## EXERCISE REQUIREMENTS
Could you edit the part of the data that opens with the line containing "Look at this image and locate every instance of dark" and closes with the line containing "xmin=227 ymin=59 xmax=236 ymax=67", both lines included, so that "jug" becomes "pitcher" and nothing else changes? Give back only those lines.
──────── INPUT
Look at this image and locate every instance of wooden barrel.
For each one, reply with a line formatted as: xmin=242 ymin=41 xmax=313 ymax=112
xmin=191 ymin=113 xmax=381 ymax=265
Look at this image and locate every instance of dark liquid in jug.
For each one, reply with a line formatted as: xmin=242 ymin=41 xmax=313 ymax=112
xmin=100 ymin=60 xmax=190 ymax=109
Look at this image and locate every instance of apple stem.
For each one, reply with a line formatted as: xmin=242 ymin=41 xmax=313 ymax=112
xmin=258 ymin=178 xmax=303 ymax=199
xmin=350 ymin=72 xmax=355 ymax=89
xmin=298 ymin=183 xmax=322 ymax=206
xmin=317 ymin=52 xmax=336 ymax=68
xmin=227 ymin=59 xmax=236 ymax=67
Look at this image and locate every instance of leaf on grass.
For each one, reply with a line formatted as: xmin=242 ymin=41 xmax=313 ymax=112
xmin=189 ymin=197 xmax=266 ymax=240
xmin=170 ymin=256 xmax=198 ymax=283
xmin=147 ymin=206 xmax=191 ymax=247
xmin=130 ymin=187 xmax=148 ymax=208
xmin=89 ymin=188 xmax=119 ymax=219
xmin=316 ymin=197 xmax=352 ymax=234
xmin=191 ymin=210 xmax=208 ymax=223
────────────────
## ANSWER TO THIS EXERCISE
Look at this image and locate every instance of dark liquid in pitcher.
For each one, reply with a line formatted as: xmin=242 ymin=41 xmax=313 ymax=112
xmin=100 ymin=60 xmax=190 ymax=109
Look at this image and locate every instance of apple stem.
For each one, reply with a line formatted as: xmin=242 ymin=41 xmax=313 ymax=112
xmin=258 ymin=178 xmax=303 ymax=199
xmin=350 ymin=72 xmax=355 ymax=89
xmin=298 ymin=183 xmax=322 ymax=206
xmin=317 ymin=52 xmax=336 ymax=68
xmin=227 ymin=59 xmax=236 ymax=67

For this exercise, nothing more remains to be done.